What needs to be done
Copy the following lines word for word, leaving out the pictures.

......

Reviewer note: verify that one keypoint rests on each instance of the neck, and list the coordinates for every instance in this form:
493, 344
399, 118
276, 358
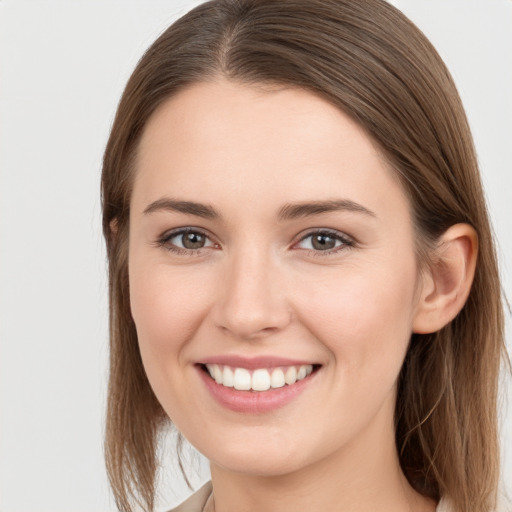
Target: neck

......

Solution to this exercise
Reviewer note: verify that one keypoint rests on each instance of the neck, and list the coordinates for every instance in this form:
493, 344
399, 118
276, 358
Target: neck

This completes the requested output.